- **Problem requirements**: Below are some records; return each one exactly as written.

Point-per-instance localization data
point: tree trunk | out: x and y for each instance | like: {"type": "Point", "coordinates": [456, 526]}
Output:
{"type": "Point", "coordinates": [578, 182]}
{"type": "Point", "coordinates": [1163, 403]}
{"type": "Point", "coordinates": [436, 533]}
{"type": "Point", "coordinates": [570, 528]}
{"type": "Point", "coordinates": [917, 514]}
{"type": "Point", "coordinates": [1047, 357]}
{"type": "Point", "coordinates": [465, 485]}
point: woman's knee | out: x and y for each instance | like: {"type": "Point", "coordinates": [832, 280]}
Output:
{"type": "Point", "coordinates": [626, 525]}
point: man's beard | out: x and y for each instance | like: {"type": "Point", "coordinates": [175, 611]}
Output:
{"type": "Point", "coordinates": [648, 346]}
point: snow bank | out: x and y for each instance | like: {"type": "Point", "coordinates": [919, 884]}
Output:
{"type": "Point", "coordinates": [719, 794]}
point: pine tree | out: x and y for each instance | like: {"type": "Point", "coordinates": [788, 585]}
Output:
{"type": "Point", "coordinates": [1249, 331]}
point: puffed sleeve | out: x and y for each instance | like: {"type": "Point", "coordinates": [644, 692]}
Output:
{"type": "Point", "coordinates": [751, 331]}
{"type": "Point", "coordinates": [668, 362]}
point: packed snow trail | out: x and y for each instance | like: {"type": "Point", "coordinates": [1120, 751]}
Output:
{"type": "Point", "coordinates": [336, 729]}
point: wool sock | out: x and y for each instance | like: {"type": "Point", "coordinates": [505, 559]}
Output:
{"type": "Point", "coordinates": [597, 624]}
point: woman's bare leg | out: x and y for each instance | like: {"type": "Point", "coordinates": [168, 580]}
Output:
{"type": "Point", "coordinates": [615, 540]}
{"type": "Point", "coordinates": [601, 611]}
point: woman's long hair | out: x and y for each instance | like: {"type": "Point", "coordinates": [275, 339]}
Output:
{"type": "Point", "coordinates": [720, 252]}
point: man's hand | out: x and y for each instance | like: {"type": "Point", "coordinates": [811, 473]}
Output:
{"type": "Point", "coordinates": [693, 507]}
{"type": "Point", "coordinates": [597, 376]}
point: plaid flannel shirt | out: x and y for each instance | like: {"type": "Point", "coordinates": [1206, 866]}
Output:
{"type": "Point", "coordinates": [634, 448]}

- **Response below**:
point: tree trunk | out: x and y for each instance | like: {"type": "Point", "coordinates": [456, 526]}
Output:
{"type": "Point", "coordinates": [578, 182]}
{"type": "Point", "coordinates": [1163, 403]}
{"type": "Point", "coordinates": [436, 533]}
{"type": "Point", "coordinates": [570, 528]}
{"type": "Point", "coordinates": [917, 514]}
{"type": "Point", "coordinates": [1047, 357]}
{"type": "Point", "coordinates": [465, 485]}
point: woman's knee | out: x and y for each instance | like: {"type": "Point", "coordinates": [832, 280]}
Output:
{"type": "Point", "coordinates": [626, 525]}
point: man's beard | out: x and y for each instance | like: {"type": "Point", "coordinates": [175, 611]}
Output:
{"type": "Point", "coordinates": [648, 346]}
point: snow bank | out: x and y for each instance | like: {"type": "Point", "coordinates": [919, 884]}
Output:
{"type": "Point", "coordinates": [719, 794]}
point: pine tree | out: x and y for each instance | like: {"type": "Point", "coordinates": [788, 585]}
Output:
{"type": "Point", "coordinates": [1249, 331]}
point: puffed sleeve | out: x and y for each instance | like: {"type": "Point", "coordinates": [644, 692]}
Output:
{"type": "Point", "coordinates": [751, 331]}
{"type": "Point", "coordinates": [668, 362]}
point: packed snow trail | out: x and y for each instance | like: {"type": "Point", "coordinates": [1120, 751]}
Output:
{"type": "Point", "coordinates": [336, 729]}
point: wool sock | out: x and y for each instance | like: {"type": "Point", "coordinates": [505, 559]}
Output:
{"type": "Point", "coordinates": [597, 624]}
point: woman's bare leg | out: x and y for each instance | like: {"type": "Point", "coordinates": [168, 580]}
Output:
{"type": "Point", "coordinates": [615, 540]}
{"type": "Point", "coordinates": [601, 611]}
point: woman's long hair | out: x and y for each instance | like: {"type": "Point", "coordinates": [275, 339]}
Output:
{"type": "Point", "coordinates": [720, 252]}
point: man's hand | out: x and y for each instance | like: {"type": "Point", "coordinates": [811, 473]}
Output:
{"type": "Point", "coordinates": [693, 507]}
{"type": "Point", "coordinates": [597, 376]}
point: plaid flannel shirt | out: x and y for each instance | like: {"type": "Point", "coordinates": [1206, 866]}
Output:
{"type": "Point", "coordinates": [634, 448]}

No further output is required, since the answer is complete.